**What this exercise asks:**
• A. Write out the part of the circle-equation passage below, starting with "The equation of" and going on through "from #A# to #D#.".
• B. Carry the circle-equation passage below forward from the point where it stops.

**Selected passage:**
--- Start ---

Knowing the extreme points of a diameter in circle are #A(-3,1) and D(2,5)#, find the canonical equation of a circle?

Answer 1

#(x+1/2)^2+(y-3)^2=41/4#

The equation of a circle with center #(x_0,y_0)# and radius #r# is
#(x-x_0)^2+(y-y_0)^2=r^2#
To find this equation in the given case, then, we need the radius and the center. As we are given the endpoint of a diameter, and the radius of a circle is half of the length of a diameter, we can find the radius as half of the distance from #A# to #D#.

--- End ---

**Extracted records:**

--- Start ---

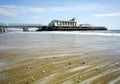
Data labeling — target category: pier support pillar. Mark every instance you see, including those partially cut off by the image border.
[0,28,6,33]
[23,28,29,32]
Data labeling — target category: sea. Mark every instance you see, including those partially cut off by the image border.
[0,29,120,84]
[4,28,120,37]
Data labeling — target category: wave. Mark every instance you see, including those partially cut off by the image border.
[49,31,120,37]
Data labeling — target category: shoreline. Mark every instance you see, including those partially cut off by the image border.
[0,33,120,84]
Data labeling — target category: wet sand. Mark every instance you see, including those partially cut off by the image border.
[0,32,120,84]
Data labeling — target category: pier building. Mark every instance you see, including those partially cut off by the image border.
[49,18,79,27]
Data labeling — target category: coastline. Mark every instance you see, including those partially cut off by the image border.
[0,32,120,84]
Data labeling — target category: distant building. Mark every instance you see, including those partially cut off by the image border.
[49,18,79,27]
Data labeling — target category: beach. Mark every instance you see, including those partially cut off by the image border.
[0,31,120,84]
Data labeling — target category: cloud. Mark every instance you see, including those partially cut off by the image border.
[0,5,17,8]
[33,16,42,19]
[0,4,103,18]
[30,8,46,13]
[0,9,16,17]
[93,13,120,17]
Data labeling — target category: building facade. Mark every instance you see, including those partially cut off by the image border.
[49,18,79,27]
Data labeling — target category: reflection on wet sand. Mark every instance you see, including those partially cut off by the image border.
[0,33,120,84]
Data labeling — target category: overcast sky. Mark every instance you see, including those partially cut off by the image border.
[0,0,120,29]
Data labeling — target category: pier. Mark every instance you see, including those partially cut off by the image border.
[0,18,107,33]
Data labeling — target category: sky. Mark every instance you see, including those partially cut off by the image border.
[0,0,120,29]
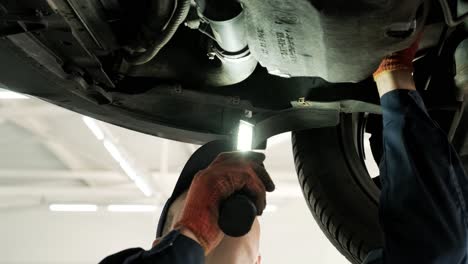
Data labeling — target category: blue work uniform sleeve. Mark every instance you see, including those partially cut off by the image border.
[100,230,205,264]
[365,90,468,264]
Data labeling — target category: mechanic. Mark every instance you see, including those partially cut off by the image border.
[101,37,468,264]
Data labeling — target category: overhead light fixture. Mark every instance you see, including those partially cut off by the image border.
[0,90,29,99]
[49,204,98,212]
[107,204,158,212]
[237,120,255,151]
[83,116,104,140]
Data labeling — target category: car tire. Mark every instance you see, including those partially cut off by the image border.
[292,115,383,264]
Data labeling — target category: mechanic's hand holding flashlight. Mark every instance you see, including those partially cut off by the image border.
[176,152,275,254]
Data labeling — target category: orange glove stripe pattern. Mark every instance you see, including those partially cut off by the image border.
[176,152,275,254]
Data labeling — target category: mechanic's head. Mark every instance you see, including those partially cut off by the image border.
[163,192,261,264]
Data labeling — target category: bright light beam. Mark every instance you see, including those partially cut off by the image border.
[83,116,104,140]
[0,90,29,100]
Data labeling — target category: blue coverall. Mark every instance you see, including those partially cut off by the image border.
[101,90,468,264]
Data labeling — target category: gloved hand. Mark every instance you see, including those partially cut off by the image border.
[176,152,275,254]
[373,34,422,80]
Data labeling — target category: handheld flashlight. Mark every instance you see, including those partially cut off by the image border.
[218,120,257,237]
[237,120,255,151]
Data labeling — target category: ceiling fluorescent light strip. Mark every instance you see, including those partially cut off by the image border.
[49,204,98,212]
[107,204,158,213]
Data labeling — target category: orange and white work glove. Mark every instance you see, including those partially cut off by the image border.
[373,34,422,80]
[176,152,275,254]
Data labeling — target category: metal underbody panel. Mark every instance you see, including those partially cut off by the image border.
[0,0,464,145]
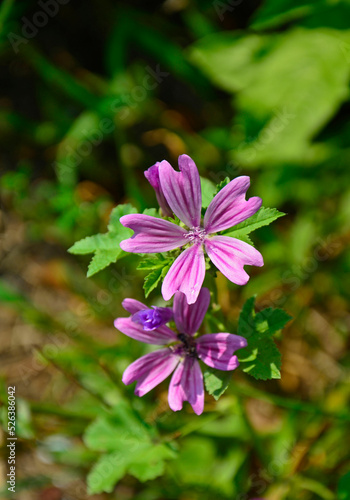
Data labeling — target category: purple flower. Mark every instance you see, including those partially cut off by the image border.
[131,306,173,331]
[114,288,247,415]
[145,161,173,217]
[120,155,264,304]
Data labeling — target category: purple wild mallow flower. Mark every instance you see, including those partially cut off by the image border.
[120,155,264,304]
[131,299,173,332]
[145,161,173,217]
[114,288,247,415]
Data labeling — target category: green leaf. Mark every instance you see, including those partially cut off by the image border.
[137,253,174,298]
[338,471,350,500]
[225,207,286,239]
[204,368,232,400]
[251,0,319,30]
[200,177,216,208]
[68,204,136,278]
[137,253,170,271]
[84,401,176,494]
[87,450,129,495]
[238,297,291,380]
[128,444,176,482]
[190,27,350,168]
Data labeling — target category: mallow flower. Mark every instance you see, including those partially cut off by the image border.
[120,155,264,304]
[114,288,247,415]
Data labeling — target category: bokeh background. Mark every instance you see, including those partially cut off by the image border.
[0,0,350,500]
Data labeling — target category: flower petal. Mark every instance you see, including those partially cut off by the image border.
[173,288,210,335]
[204,176,262,233]
[168,357,204,415]
[159,155,202,227]
[122,348,180,397]
[205,236,264,285]
[114,318,177,345]
[145,162,173,217]
[120,214,188,253]
[131,306,174,331]
[122,299,148,314]
[162,244,205,304]
[196,333,247,370]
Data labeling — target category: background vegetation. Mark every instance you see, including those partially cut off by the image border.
[0,0,350,500]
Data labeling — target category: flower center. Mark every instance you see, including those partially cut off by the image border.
[185,226,207,244]
[178,333,197,358]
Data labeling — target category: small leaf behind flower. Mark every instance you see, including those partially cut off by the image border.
[204,368,232,400]
[224,207,286,239]
[237,297,292,380]
[68,204,136,278]
[137,253,174,298]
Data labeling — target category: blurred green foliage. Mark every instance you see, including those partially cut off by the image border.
[0,0,350,500]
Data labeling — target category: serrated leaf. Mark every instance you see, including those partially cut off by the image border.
[237,297,291,380]
[128,444,176,482]
[84,401,176,494]
[224,207,286,239]
[87,452,127,495]
[137,253,171,271]
[68,204,136,278]
[255,307,292,335]
[142,254,174,299]
[204,368,232,400]
[338,471,350,500]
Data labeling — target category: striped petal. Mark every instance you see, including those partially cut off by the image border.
[205,236,264,285]
[120,214,188,253]
[122,348,180,397]
[196,333,247,370]
[173,288,210,335]
[159,155,202,227]
[168,357,204,415]
[204,176,262,233]
[145,162,173,217]
[162,244,205,304]
[122,299,148,314]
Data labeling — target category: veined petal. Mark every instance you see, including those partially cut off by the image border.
[173,288,210,335]
[114,318,177,345]
[205,236,264,285]
[131,306,174,331]
[159,155,202,227]
[120,214,188,253]
[122,348,180,397]
[168,357,204,415]
[162,244,205,304]
[145,162,173,217]
[196,333,247,370]
[204,176,262,233]
[122,299,148,314]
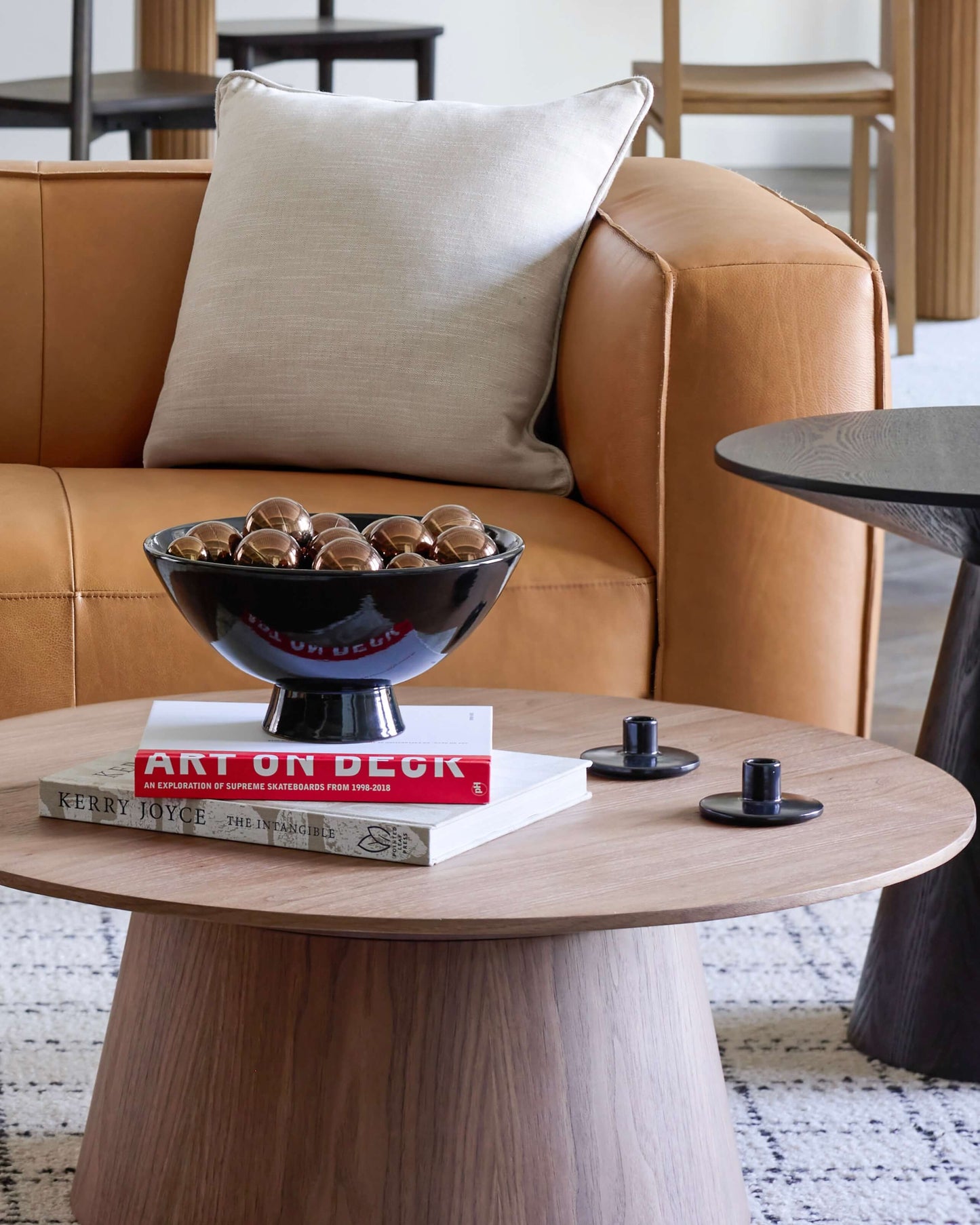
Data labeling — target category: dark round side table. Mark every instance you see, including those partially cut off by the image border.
[716,408,980,1081]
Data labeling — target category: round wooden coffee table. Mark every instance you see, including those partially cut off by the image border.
[0,688,974,1225]
[717,407,980,1081]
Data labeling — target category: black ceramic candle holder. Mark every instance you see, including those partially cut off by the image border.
[699,757,823,825]
[581,714,701,781]
[143,515,524,743]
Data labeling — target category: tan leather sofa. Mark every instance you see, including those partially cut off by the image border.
[0,158,888,733]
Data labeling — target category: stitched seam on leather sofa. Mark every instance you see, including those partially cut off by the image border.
[51,463,79,705]
[597,208,678,697]
[597,210,877,275]
[66,575,656,600]
[766,187,888,736]
[0,169,211,182]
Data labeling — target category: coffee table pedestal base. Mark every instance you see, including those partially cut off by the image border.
[848,561,980,1081]
[73,916,749,1225]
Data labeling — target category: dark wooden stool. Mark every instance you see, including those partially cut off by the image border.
[218,0,444,100]
[0,0,218,161]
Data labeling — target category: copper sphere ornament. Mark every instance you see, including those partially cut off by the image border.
[368,515,435,561]
[421,502,483,539]
[433,526,497,566]
[313,535,385,571]
[309,527,364,556]
[245,497,313,544]
[360,515,387,540]
[235,528,302,570]
[167,534,211,561]
[310,511,360,537]
[385,553,435,570]
[187,520,241,561]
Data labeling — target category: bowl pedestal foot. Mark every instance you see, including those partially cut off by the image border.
[262,680,406,745]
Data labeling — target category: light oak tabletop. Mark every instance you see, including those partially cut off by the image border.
[0,686,974,938]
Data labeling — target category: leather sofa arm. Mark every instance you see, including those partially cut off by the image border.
[557,158,888,735]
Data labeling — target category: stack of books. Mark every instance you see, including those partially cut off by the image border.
[41,702,589,866]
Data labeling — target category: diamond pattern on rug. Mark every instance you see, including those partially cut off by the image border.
[0,889,980,1225]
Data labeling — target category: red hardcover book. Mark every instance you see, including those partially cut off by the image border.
[135,702,492,805]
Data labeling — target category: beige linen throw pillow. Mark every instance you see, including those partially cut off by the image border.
[143,73,652,494]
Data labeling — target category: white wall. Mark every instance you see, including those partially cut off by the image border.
[0,0,878,167]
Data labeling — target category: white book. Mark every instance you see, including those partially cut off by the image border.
[39,750,589,866]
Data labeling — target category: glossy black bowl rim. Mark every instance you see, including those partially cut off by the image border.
[143,511,524,579]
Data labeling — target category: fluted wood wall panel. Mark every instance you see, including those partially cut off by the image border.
[137,0,218,158]
[915,0,980,319]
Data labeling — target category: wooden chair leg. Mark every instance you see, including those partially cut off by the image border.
[890,0,919,354]
[664,108,681,157]
[895,131,916,355]
[415,38,436,102]
[850,115,871,246]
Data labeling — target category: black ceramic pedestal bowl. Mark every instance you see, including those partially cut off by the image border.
[143,515,524,743]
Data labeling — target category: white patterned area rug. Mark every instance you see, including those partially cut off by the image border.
[0,889,980,1225]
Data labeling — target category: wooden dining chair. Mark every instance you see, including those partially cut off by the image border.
[633,0,915,354]
[0,0,218,161]
[218,0,444,100]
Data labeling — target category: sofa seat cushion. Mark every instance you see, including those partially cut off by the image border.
[0,464,655,715]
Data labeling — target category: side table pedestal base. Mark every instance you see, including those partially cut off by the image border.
[848,561,980,1081]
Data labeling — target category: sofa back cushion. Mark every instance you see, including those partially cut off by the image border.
[0,161,210,468]
[144,73,650,494]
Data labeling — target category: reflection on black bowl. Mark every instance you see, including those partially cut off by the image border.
[143,515,524,743]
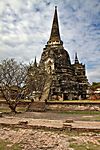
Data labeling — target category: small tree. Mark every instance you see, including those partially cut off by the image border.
[0,59,27,112]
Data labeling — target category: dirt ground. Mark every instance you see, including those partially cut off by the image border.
[5,111,100,121]
[0,127,100,150]
[0,112,100,150]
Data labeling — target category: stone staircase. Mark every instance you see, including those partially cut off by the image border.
[40,75,52,102]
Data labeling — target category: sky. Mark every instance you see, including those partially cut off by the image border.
[0,0,100,83]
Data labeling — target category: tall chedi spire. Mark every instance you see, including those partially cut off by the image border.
[34,56,37,67]
[47,6,63,45]
[75,53,79,64]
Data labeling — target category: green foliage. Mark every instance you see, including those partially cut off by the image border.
[91,82,100,88]
[70,142,100,150]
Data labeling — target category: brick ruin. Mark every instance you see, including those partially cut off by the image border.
[27,7,88,102]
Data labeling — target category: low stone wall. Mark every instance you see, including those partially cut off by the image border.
[46,102,100,111]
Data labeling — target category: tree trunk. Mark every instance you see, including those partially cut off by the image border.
[9,104,17,113]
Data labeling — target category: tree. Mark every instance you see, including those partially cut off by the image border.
[0,59,27,112]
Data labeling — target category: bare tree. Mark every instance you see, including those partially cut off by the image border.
[0,59,27,112]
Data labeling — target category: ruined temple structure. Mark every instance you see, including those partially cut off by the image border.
[28,7,88,102]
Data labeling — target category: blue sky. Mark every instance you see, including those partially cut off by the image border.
[0,0,100,82]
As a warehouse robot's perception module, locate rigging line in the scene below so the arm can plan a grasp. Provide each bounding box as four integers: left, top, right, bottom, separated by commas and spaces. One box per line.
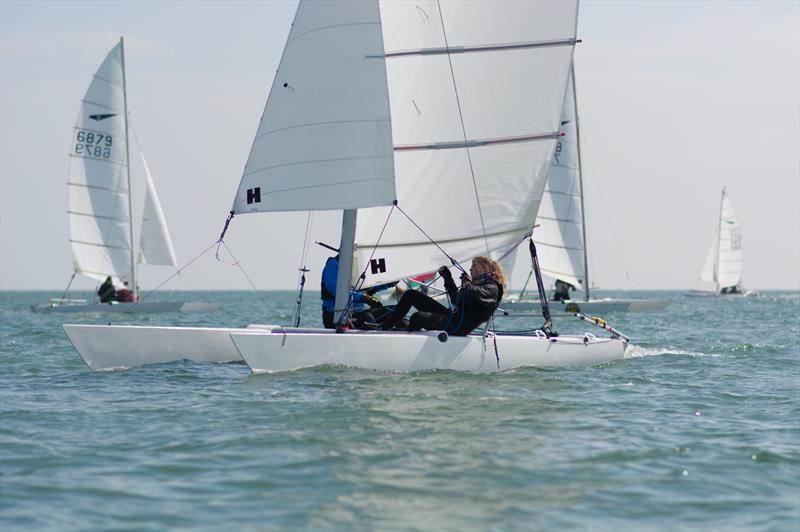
293, 211, 314, 327
436, 0, 490, 256
220, 240, 261, 294
116, 237, 217, 316
396, 203, 467, 273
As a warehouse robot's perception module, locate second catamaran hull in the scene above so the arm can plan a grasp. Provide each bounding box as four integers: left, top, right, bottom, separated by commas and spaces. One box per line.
64, 325, 627, 372
231, 329, 627, 373
64, 325, 247, 371
498, 299, 669, 316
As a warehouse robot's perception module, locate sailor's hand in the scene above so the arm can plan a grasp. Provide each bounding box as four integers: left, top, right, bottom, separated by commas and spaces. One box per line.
363, 296, 383, 308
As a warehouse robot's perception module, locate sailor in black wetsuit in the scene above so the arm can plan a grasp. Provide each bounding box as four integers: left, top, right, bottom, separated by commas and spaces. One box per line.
97, 275, 117, 304
381, 257, 504, 336
321, 255, 396, 329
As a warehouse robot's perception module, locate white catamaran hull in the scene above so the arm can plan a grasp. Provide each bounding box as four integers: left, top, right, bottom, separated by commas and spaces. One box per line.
498, 299, 669, 316
64, 325, 627, 372
31, 301, 222, 314
230, 328, 628, 373
64, 325, 258, 371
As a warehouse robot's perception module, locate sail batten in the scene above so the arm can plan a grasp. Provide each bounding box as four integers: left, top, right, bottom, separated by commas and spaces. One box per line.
384, 38, 577, 57
394, 131, 560, 151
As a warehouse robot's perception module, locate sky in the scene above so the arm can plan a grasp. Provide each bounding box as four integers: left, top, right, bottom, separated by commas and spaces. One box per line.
0, 0, 800, 290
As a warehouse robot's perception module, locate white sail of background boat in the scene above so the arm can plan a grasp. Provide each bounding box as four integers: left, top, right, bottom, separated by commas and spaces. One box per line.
64, 0, 627, 372
687, 187, 753, 296
31, 38, 220, 312
502, 69, 668, 315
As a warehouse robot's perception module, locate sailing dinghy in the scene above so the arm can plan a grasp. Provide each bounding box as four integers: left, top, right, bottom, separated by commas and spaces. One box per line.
31, 38, 220, 313
686, 187, 755, 296
502, 68, 668, 316
64, 0, 628, 372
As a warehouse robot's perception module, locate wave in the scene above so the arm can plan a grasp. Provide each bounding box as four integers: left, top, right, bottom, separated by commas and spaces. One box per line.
625, 344, 722, 358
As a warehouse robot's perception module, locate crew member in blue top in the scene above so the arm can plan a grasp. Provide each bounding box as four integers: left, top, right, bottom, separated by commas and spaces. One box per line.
321, 255, 395, 329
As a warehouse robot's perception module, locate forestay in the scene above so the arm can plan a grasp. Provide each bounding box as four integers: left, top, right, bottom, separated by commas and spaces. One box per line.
534, 69, 586, 288
232, 0, 395, 214
67, 44, 131, 283
353, 1, 577, 286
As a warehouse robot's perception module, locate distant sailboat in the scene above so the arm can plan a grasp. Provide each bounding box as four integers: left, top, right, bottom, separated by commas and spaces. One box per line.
687, 187, 755, 296
31, 38, 220, 312
502, 68, 668, 315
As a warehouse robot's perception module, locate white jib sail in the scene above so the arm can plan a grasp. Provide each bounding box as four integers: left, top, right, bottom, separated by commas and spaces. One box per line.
233, 0, 395, 214
139, 152, 178, 266
533, 69, 586, 288
67, 44, 131, 283
353, 1, 578, 286
717, 188, 743, 289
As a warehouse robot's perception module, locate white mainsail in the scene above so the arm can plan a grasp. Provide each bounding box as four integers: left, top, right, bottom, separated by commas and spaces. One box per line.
139, 152, 178, 266
716, 188, 743, 290
353, 1, 577, 286
233, 1, 577, 286
67, 44, 131, 283
534, 69, 586, 288
67, 41, 177, 284
700, 187, 744, 294
232, 0, 395, 214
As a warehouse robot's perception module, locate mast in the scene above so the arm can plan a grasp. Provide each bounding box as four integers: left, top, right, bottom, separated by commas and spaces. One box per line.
119, 37, 139, 302
714, 187, 725, 293
333, 209, 358, 325
570, 63, 589, 301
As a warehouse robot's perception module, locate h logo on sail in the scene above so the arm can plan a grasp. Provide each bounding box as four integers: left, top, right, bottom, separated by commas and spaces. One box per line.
247, 187, 261, 205
369, 259, 386, 275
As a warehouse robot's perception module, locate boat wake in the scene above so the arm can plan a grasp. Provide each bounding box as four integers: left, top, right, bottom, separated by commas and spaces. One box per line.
625, 344, 708, 358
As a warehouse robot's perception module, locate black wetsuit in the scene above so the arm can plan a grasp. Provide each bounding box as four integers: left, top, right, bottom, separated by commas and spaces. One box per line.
97, 281, 117, 303
382, 270, 503, 336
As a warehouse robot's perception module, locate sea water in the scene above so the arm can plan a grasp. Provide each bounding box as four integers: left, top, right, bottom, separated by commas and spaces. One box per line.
0, 292, 800, 531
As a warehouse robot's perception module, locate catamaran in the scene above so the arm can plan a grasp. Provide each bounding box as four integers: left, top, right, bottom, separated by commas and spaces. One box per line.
686, 187, 755, 296
502, 67, 668, 316
64, 0, 628, 372
31, 38, 220, 312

--- End ---

**Results:**
• A.
The equation of a circle with center #(x_0,y_0)# and radius #r# is
#(x-x_0)^2+(y-y_0)^2=r^2#
To find this equation in the given case, then, we need the radius and the center. As we are given the endpoint of a diameter, and the radius of a circle is half of the length of a diameter, we can find the radius as half of the distance from #A# to #D#.

• B.
The distances between two points #(x_1,y_1)# and #(x_2,y_2)# is given by #sqrt((x_2-x_1)^2+(y_2-y_1)^2)#. So we have
#r = 1/2"dist"(A,D) = sqrt((2-(-3))^2+(5-1)^2)/2 = sqrt(41)/2#
Next, we find the center of the circle by using the fact that the midpoint of any diameter of the circle will be its center point. The midpoint of the line segment connecting #(x_1,y_1)# and #(x_2,y_2)# is #((x_1+x_2)/2,(y_1+y_2)/2)#. So we have the center as
#((-3+2)/2,(1+5)/2) = (-1/2,3)#

We can enter our values to find the circle's equation now that we know the radius and center.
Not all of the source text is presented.